_TEXT EXTRACT_:
▬▬▬▬▬▬▬▬▬▬

Key Experimental Results

Main Results: Compression Efficiency Comparison

Method Transmitted Data Dimension Compression Ratio % of Original
Original Image [3,512,512] - 100%
Ours (SC-SIC) [16,12,12] 341 0.29%
Img2Img-SC [4,64,64] 48 2.08%
DIFFSC [8,32,32] 96 1.04%
CASC [8,32,32] 96 1.04%

Inference Speed Comparison

Method 512×512 Time 1024×1024 Time Denoising Steps
GESCO 5m 24s - 1000
Img2Img-SC 2.34s >12s 30
Ours 0.78s <1s 10

Acceleration ratio: 3x for 512×512, and >16x for 1024×1024.

Reconstruction Quality (Cityscapes, Average Improvements vs. Img2Img-SC)

Metric Improvement Interpretation
FID ↓ -43% Better distribution-level generation quality
LPIPS ↓ -55% Higher perceptual similarity
SSIM ↑ +56% Better structural preservation
PSNR ↑ +23% Higher pixel-level accuracy

Reconstruction Predictability (LPIPS μ±σ, 25 Transmissions)

SNR (dB) Ours-1024 Ours-512 GESCO Img2Img-SC
20 0.173±0.003 0.205±0.005 0.401±0.014 0.520±0.011
10 0.229±0.003 0.264±0.008 0.424±0.017 0.522±0.012
1 0.351±0.006 0.371±0.013 0.613±0.017 0.578±0.019

Ablation Study

Ablation Item Effect
Without fine-tuning (Original SC) The image is heavily corrupted and unusable when SNR < 10dB
Embedding [16,24,24]→[16,32,32] LPIPS/FID/SSIM improve by >10%, but the compression ratio falls to 192
JPEG2000+LDPC at SNR < 5dB Fails completely (cliff effect), unable to recover the image

Key Findings

  • Even under an extreme channel of SNR=1dB, the reconstructed image remains perceptually close to the original.
  • Under extreme compression of 0.29%, the quality surpasses that of Img2Img-SC, which transmits 7x more data.
  • Generative consistency is exceptionally high (LPIPS σ=0.003), whereas text-conditioned methods show σ=0.011-0.019.
  • On the unseen DIV2K dataset, the model still reconstructs semantically accurate images, though the colors lean toward the Cityscapes color palette.
  • Traditional JPEG2000+LDPC exhibits a cliff effect, completely collapsing under low SNR.

Highlights & Insights

  1. Record Compression Rate: 0.29% is the highest known compression ratio for DM-based SIC.
  2. Elegant Noise-Robustness Training: Bypassing complex channel coding, incorporating noise during training teaches the generative model to handle channel denoising natively. This reformulates communication robustness as a generative model training problem.

▬▬▬▬▬▬▬▬▬▬

_COLLECTED MATERIAL_:

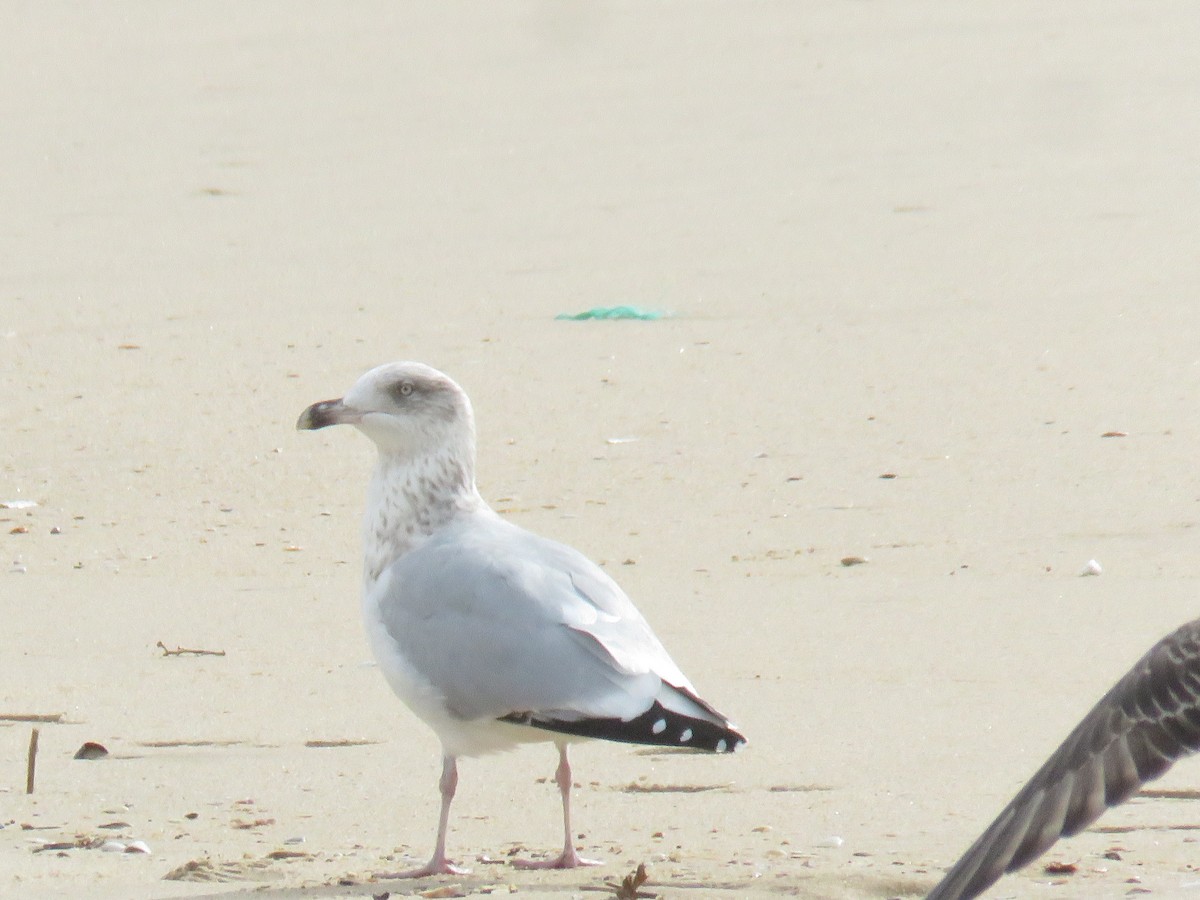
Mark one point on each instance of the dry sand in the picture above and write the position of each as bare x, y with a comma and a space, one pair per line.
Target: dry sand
951, 243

▬▬▬▬▬▬▬▬▬▬

_TASK INSTRUCTIONS_:
1. List every metric in the Reconstruction Quality table of the experimental results text.
2. Write out the part of the experimental results text that begins at the words "Ablation Item Effect" and stops after the words "Cityscapes color palette.", copying it without changes.
The lines above are separate material from the experimental results text.

_THE RESPONSES_:
1. FID, LPIPS, SSIM, PSNR

2.
Ablation Item Effect
Without fine-tuning (Original SC) The image is heavily corrupted and unusable when SNR < 10dB
Embedding [16,24,24]→[16,32,32] LPIPS/FID/SSIM improve by >10%, but the compression ratio falls to 192
JPEG2000+LDPC at SNR < 5dB Fails completely (cliff effect), unable to recover the image

Key Findings

  • Even under an extreme channel of SNR=1dB, the reconstructed image remains perceptually close to the original.
  • Under extreme compression of 0.29%, the quality surpasses that of Img2Img-SC, which transmits 7x more data.
  • Generative consistency is exceptionally high (LPIPS σ=0.003), whereas text-conditioned methods show σ=0.011-0.019.
  • On the unseen DIV2K dataset, the model still reconstructs semantically accurate images, though the colors lean toward the Cityscapes color palette.